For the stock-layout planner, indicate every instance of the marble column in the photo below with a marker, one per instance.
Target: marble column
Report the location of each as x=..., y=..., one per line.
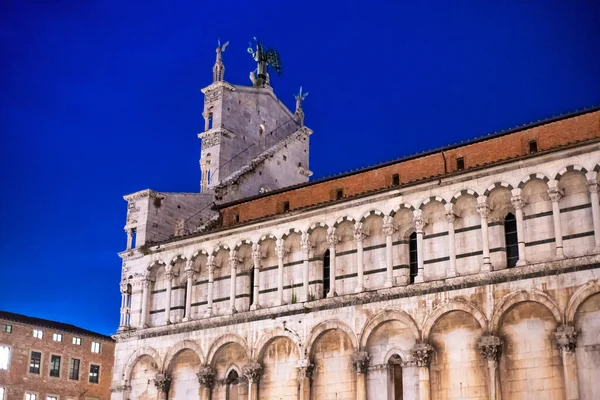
x=555, y=195
x=169, y=277
x=206, y=379
x=422, y=356
x=484, y=213
x=256, y=257
x=419, y=223
x=359, y=236
x=189, y=274
x=211, y=283
x=233, y=263
x=252, y=371
x=593, y=189
x=333, y=240
x=305, y=373
x=145, y=294
x=360, y=360
x=163, y=384
x=305, y=248
x=450, y=218
x=518, y=203
x=489, y=347
x=566, y=341
x=280, y=250
x=388, y=232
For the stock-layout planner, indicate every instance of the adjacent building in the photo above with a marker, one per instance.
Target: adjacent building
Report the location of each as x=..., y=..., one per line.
x=48, y=360
x=470, y=271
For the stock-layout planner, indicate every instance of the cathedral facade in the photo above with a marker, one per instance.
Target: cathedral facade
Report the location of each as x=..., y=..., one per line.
x=470, y=271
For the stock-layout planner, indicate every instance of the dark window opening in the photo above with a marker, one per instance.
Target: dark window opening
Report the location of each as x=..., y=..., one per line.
x=511, y=239
x=34, y=364
x=326, y=269
x=412, y=253
x=533, y=146
x=55, y=366
x=74, y=370
x=94, y=373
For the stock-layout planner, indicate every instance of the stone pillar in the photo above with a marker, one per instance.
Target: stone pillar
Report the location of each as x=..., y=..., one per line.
x=450, y=218
x=305, y=373
x=144, y=312
x=566, y=340
x=388, y=231
x=189, y=274
x=419, y=229
x=169, y=276
x=359, y=236
x=163, y=384
x=206, y=379
x=361, y=359
x=333, y=240
x=279, y=249
x=211, y=283
x=555, y=195
x=489, y=347
x=252, y=372
x=518, y=203
x=593, y=189
x=256, y=256
x=422, y=356
x=484, y=212
x=233, y=262
x=305, y=247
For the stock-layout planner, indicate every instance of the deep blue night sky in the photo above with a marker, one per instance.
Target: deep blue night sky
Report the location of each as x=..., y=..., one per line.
x=99, y=99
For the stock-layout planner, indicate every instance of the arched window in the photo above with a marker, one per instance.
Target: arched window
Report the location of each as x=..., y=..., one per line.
x=412, y=256
x=395, y=377
x=512, y=242
x=232, y=385
x=326, y=281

= WHAT IS BEING ASKED =
Reproduce only the stretch from the line containing "of the cathedral" through the line containing "x=94, y=373", replacing every "window opening" with "window recess" and leaving all else unchanged.

= SOLUTION TO THE PROBLEM =
For the stock-layout planner, indicate every instance of the cathedral facade in the photo above with a marker, one per instance.
Target: cathedral facade
Report the location of each as x=..., y=..., one per line.
x=470, y=271
For the stock-layout planner, indicate every instance of the dark window recess in the photo above with a marker, one per instance.
Target: dark window recess
Report the location of each as x=..., y=..., one per line.
x=511, y=239
x=34, y=364
x=326, y=269
x=412, y=253
x=533, y=146
x=55, y=366
x=74, y=370
x=94, y=373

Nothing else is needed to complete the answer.